Dataset excerpts on object pointing
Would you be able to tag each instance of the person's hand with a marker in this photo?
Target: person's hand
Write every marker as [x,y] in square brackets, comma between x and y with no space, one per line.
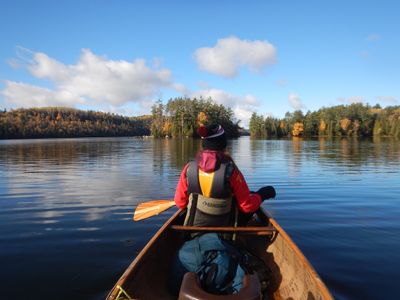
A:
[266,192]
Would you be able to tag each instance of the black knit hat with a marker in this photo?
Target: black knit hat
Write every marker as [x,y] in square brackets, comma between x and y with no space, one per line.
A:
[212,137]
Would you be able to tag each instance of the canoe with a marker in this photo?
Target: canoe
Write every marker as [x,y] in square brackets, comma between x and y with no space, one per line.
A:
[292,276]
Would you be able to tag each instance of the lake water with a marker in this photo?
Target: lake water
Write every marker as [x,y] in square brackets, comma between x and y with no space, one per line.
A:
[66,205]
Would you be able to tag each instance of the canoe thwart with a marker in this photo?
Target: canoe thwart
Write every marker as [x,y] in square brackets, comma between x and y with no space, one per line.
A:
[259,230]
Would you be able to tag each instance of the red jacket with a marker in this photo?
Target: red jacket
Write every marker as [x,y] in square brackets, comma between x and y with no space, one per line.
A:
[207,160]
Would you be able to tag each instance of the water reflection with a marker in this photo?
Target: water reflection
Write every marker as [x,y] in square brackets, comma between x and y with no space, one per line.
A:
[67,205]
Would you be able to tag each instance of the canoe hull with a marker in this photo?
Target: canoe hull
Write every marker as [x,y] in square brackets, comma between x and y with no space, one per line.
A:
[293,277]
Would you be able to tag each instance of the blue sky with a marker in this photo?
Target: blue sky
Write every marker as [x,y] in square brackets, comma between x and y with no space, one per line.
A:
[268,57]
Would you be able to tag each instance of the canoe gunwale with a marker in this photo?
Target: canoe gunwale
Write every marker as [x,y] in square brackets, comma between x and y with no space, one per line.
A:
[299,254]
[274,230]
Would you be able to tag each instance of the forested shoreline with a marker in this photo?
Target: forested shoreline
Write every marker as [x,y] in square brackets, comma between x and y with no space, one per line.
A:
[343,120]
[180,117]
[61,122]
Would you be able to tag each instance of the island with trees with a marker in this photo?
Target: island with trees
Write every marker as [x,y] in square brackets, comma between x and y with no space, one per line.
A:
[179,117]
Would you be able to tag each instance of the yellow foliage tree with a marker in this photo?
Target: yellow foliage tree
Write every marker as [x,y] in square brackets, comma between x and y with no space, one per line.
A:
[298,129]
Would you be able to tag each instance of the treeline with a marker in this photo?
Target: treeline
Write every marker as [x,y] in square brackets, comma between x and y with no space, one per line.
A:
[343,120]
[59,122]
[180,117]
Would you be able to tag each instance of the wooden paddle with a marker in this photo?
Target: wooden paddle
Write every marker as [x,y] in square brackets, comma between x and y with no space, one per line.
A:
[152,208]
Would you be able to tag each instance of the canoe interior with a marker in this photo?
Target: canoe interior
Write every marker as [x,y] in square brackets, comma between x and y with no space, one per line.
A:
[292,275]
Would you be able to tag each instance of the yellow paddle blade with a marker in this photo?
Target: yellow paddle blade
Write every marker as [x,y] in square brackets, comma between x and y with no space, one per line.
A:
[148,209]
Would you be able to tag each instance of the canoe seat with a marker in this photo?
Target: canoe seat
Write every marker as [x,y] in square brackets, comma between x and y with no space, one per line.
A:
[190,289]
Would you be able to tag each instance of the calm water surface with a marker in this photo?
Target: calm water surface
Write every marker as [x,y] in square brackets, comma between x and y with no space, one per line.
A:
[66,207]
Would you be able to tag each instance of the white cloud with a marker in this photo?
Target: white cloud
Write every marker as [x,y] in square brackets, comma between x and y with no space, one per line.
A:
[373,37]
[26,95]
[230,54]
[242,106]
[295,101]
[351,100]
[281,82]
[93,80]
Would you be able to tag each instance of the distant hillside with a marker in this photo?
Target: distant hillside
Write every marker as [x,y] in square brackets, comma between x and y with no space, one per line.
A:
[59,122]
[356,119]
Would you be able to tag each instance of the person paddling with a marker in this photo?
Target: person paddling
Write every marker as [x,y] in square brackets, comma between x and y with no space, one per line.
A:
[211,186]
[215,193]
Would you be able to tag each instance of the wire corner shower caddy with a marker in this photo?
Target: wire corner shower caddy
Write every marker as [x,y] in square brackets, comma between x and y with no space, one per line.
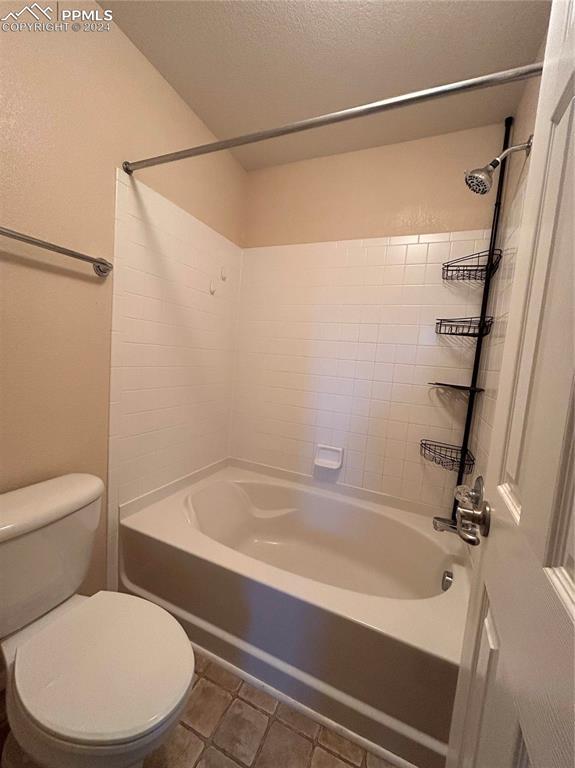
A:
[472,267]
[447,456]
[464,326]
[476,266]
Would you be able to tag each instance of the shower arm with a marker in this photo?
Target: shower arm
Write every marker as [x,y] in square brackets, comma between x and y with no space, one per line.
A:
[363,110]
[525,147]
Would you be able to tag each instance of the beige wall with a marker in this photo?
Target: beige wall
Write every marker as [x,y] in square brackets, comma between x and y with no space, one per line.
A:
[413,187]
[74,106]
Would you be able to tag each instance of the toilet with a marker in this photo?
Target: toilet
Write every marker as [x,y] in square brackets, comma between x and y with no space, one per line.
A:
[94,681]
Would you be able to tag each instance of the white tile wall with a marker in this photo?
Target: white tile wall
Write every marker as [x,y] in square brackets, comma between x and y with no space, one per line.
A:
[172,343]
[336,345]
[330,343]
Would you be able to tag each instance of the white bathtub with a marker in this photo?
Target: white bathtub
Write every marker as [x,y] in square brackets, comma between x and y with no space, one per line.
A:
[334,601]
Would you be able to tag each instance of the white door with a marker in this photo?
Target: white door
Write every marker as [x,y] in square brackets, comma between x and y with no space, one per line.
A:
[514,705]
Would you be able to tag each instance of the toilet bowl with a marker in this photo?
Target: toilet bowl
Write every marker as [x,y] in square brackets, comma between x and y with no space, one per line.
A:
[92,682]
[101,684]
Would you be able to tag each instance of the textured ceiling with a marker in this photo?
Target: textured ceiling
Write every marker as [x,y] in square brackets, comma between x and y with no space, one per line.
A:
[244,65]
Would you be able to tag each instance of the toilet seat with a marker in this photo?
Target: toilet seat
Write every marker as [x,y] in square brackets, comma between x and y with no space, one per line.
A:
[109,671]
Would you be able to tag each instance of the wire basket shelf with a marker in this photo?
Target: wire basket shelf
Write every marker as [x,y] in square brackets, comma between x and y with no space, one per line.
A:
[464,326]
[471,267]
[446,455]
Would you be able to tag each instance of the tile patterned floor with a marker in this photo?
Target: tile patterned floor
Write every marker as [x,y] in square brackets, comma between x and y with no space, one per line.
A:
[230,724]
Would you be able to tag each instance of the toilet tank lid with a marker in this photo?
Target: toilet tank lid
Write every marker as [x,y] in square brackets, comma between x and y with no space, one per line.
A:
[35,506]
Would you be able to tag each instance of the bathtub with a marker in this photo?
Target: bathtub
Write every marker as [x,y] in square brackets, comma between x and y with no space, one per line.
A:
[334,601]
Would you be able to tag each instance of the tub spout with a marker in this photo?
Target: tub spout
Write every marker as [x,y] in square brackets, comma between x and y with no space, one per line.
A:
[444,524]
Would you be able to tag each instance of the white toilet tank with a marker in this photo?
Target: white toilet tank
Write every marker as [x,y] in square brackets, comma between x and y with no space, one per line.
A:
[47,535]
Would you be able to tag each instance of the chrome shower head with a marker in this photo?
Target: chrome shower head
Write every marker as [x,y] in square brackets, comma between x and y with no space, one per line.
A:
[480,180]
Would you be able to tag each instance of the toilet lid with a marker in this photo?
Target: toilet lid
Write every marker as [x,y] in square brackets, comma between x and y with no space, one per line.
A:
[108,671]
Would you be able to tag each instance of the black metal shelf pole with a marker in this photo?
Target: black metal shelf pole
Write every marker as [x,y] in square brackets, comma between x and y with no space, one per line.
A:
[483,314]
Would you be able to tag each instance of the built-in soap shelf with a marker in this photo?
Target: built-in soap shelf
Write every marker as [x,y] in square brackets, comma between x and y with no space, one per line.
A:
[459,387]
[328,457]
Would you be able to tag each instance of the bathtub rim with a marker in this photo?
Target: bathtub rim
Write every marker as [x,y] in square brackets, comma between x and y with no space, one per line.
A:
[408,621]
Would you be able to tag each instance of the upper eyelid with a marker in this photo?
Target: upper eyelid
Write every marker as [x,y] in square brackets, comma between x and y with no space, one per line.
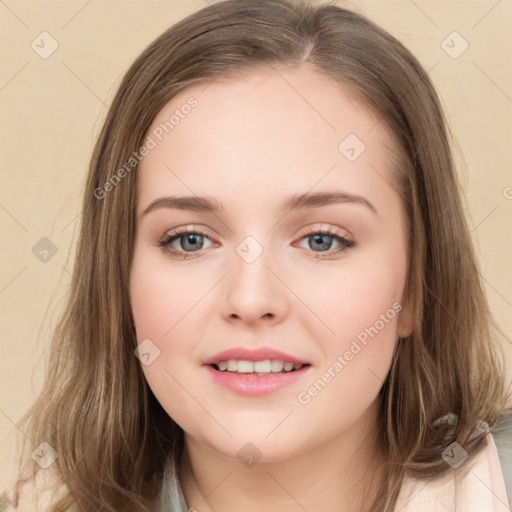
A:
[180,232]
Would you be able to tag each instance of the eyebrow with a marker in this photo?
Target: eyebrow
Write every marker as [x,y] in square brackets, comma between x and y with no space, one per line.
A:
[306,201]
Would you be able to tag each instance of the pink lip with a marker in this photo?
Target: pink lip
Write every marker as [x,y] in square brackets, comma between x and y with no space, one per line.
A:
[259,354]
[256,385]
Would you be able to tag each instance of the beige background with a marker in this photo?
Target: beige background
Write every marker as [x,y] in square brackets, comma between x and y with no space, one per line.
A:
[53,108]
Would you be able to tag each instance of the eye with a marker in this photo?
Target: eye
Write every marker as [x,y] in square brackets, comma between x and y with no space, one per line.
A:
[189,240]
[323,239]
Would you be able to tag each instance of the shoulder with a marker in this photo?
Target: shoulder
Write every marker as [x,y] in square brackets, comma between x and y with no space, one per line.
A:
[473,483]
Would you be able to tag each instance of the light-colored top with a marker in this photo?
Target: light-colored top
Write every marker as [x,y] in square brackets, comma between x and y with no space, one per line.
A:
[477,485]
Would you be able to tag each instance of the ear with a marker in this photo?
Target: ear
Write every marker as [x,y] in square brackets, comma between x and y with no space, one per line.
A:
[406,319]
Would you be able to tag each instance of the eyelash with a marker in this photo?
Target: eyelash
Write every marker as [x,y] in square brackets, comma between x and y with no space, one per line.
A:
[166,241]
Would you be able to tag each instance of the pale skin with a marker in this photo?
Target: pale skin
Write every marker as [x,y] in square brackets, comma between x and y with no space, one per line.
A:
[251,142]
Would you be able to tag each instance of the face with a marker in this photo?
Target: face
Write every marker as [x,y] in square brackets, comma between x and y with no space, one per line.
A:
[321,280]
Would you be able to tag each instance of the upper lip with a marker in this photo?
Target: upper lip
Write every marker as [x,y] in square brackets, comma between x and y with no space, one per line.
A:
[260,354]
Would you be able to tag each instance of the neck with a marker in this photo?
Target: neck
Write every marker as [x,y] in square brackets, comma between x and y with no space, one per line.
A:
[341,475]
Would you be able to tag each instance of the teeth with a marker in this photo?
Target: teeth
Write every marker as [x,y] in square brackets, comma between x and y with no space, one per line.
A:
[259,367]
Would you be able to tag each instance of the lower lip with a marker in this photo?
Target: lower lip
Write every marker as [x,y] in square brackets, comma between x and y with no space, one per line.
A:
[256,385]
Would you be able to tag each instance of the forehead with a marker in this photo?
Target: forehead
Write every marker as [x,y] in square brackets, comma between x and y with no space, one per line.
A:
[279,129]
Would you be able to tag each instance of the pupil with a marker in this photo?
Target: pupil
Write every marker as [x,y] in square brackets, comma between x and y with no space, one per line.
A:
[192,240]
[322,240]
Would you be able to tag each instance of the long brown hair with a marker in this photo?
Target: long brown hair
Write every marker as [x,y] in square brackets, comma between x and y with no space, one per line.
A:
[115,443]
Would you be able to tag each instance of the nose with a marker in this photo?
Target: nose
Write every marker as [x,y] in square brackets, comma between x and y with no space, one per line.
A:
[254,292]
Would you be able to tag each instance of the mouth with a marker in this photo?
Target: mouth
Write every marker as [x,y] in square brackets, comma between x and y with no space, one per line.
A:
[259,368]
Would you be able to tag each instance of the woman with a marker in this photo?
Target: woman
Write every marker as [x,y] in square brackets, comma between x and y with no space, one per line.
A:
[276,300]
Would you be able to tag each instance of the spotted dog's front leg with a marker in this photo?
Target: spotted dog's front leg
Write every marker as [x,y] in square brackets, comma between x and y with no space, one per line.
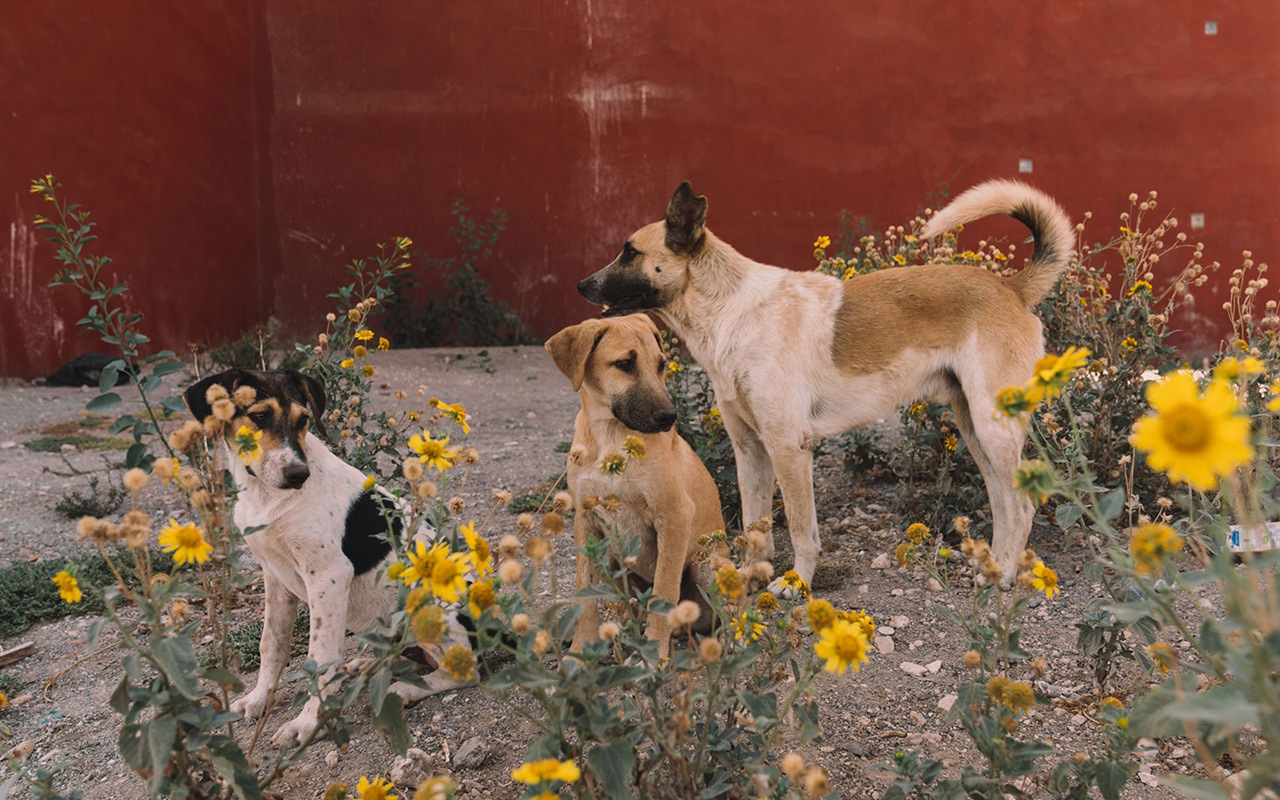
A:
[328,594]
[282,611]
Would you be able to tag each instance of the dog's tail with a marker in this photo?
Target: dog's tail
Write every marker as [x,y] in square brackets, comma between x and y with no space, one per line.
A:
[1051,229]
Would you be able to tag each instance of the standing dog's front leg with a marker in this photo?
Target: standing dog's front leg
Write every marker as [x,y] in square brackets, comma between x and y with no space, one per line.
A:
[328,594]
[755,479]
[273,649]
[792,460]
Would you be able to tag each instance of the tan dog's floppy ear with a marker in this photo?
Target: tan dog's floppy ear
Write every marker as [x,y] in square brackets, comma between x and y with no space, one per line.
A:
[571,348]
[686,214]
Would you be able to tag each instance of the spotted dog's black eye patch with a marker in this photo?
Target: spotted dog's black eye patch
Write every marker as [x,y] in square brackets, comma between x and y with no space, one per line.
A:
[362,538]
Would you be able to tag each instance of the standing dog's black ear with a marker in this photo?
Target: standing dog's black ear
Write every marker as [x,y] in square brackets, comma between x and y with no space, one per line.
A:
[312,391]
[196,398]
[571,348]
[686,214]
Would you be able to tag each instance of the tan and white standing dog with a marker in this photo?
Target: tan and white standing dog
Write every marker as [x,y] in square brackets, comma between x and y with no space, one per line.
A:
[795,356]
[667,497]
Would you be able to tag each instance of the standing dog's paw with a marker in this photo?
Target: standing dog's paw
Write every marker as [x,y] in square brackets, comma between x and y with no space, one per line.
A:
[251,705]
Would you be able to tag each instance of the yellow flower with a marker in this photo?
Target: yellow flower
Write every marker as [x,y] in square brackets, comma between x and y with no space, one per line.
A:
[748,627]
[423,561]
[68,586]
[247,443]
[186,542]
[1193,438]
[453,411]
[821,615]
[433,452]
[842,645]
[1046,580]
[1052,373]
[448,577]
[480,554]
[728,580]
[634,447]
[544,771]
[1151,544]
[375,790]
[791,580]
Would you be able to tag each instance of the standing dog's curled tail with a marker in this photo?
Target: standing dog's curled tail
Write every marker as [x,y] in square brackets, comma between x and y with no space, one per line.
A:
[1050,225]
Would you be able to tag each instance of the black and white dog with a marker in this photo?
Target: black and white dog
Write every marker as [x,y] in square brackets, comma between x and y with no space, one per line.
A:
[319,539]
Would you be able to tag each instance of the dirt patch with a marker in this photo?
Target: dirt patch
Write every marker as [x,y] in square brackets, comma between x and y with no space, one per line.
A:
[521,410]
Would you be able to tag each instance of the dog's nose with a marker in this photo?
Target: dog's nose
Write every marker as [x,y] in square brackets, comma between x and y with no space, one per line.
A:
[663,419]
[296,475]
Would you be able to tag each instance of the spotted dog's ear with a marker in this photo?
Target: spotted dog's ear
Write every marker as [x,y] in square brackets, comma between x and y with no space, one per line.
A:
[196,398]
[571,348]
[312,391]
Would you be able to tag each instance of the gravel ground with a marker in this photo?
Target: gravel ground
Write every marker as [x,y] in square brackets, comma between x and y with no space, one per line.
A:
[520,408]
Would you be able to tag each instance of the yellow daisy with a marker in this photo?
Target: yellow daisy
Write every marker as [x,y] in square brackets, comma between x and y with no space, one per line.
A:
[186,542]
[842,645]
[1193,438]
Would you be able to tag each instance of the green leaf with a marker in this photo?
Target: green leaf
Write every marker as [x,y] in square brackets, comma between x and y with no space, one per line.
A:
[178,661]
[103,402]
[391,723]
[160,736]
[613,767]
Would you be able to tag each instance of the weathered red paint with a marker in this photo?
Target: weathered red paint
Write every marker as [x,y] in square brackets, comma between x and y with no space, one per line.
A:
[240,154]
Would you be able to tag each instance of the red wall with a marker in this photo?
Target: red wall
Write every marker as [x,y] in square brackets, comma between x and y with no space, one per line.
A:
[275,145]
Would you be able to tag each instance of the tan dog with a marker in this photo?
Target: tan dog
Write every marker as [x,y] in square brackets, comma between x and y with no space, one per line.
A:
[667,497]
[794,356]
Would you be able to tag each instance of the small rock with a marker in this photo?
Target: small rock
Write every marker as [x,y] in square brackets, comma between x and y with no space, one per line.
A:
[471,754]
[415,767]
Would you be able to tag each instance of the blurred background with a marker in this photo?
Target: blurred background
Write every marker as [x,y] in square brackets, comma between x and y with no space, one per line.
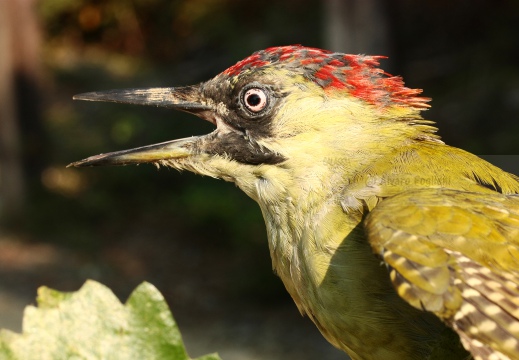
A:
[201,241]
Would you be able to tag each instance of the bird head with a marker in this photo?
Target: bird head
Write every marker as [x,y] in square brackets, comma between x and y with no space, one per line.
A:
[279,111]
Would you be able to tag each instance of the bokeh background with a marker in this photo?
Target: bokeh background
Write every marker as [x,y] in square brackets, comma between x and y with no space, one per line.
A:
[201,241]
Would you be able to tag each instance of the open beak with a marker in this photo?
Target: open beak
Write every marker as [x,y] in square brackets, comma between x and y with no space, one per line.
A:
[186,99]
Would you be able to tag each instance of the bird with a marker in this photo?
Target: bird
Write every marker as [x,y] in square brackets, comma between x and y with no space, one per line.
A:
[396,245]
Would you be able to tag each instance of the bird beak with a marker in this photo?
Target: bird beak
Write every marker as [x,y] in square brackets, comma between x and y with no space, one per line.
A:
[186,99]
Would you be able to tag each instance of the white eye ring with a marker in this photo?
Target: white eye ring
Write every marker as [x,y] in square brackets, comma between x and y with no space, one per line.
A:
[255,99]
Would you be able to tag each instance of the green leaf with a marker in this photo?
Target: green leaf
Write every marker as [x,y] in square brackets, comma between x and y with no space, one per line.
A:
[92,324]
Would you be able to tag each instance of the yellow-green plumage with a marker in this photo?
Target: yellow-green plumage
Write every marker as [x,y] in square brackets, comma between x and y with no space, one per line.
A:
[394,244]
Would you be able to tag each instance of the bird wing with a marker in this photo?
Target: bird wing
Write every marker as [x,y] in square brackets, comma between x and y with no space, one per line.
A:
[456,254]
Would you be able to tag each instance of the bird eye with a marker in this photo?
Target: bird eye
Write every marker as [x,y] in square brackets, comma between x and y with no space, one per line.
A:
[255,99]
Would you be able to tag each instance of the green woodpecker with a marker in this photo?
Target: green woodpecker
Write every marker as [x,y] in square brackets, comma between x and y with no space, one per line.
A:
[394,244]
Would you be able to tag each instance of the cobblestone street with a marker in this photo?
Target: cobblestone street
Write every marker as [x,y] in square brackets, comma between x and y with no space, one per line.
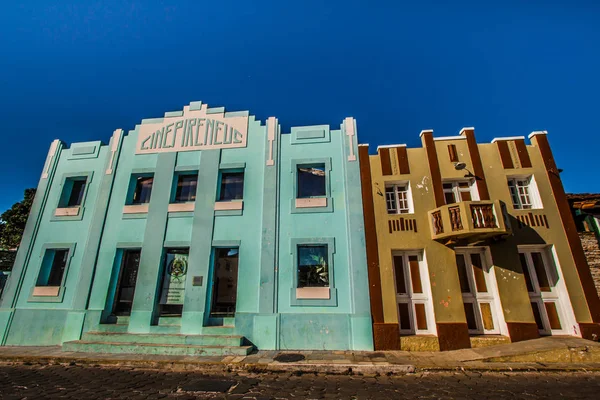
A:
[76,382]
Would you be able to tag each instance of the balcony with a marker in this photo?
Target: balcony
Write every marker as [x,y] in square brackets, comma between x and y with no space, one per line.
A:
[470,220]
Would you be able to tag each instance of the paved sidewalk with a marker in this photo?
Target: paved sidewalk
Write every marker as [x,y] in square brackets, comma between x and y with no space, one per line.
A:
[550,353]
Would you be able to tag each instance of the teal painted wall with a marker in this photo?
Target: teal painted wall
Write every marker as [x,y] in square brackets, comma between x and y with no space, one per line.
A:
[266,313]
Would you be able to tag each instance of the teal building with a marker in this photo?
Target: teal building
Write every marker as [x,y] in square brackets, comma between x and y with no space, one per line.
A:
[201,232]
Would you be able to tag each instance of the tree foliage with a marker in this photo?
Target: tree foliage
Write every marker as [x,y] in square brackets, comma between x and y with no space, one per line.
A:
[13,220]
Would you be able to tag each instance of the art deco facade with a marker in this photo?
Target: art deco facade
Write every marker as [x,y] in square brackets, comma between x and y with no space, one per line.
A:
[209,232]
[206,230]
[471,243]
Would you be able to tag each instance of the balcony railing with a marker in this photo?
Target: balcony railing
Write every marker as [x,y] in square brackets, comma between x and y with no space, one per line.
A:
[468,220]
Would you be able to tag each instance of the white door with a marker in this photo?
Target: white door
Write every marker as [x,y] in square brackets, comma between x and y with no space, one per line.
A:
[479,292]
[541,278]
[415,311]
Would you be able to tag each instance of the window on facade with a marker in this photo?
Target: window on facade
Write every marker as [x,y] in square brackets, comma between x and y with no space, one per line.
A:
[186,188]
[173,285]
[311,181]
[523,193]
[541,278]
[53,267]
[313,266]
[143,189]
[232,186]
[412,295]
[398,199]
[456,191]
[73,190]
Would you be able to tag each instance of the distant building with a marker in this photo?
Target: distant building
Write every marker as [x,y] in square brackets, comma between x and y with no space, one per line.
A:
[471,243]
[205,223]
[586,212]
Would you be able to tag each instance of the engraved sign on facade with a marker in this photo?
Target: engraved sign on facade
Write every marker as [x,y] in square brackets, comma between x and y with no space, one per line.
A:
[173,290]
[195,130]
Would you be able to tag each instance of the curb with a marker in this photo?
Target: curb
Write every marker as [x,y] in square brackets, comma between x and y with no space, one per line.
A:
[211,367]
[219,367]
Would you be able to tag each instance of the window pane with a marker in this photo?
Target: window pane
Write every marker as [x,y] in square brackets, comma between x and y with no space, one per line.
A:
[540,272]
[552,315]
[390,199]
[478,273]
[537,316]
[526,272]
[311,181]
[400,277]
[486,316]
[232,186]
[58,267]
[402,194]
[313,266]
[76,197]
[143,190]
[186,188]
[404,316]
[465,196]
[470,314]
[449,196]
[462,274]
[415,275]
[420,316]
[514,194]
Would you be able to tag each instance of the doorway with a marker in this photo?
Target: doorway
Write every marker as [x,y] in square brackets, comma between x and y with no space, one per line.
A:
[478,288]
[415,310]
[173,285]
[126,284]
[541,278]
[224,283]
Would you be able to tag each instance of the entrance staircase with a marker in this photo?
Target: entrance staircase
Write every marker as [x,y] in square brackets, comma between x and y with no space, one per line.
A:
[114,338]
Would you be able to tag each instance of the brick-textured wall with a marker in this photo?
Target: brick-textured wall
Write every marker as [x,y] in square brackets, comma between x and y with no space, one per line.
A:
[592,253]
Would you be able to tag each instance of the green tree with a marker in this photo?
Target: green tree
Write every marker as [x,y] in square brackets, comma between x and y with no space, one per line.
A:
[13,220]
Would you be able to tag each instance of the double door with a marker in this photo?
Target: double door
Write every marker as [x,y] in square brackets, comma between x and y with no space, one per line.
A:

**Given instruction**
Set down only these lines, exactly: the line containing "Would you be able to tag each instance of the curb" and each line after it, through the end of the listing.

**Problem solution**
Would you be able to tag each instance of the curb with a marker in this photo?
Target: curb
Write every marker as [x,y] in square brackets, comma between x and y with no space, one per line.
A:
[211,367]
[219,367]
Would you be able to tag each instance of the window pane with a marker in this photo?
Target: window pane
Write every marker as [x,y] in square brackets, comma between x and y with no space, one per line.
A:
[540,272]
[552,315]
[390,199]
[478,273]
[537,316]
[526,272]
[311,181]
[400,277]
[486,316]
[232,186]
[58,267]
[402,194]
[313,266]
[76,197]
[143,190]
[186,188]
[404,316]
[465,196]
[470,314]
[449,196]
[462,274]
[415,275]
[420,316]
[514,194]
Would you be able to tag each instance of the doorway with a marker in this photo?
Target: doorway
Write every marker as [x,y] in square brackets, comma between x and y with no space, one per line.
A:
[478,288]
[415,310]
[173,285]
[126,284]
[541,278]
[224,283]
Would you be able to tag each instance of the entrance staircase with a marker in this photo?
Target: entrance staircase
Write every marker as [x,y] in square brackets, comma between x and y with no space, one per line.
A:
[114,338]
Would you be able to tag each instance of the brick-textured wall with a marker in this photo?
Target: brick-textured wall
Write every marker as [x,y] in square brackets, comma between x and y with no space, one per line.
A:
[592,253]
Would you be able to tag each instance of the green tree with a marker in this photo?
Target: green tree
Write every marker as [x,y] in square brackets, comma between x and y with no space, one per line.
A:
[13,220]
Would you be able to tag each instance of the double door with a marker in this photo?
Target: double door
Write every marker as [x,y] in square brackets, comma between x and y with no space, one per line.
A:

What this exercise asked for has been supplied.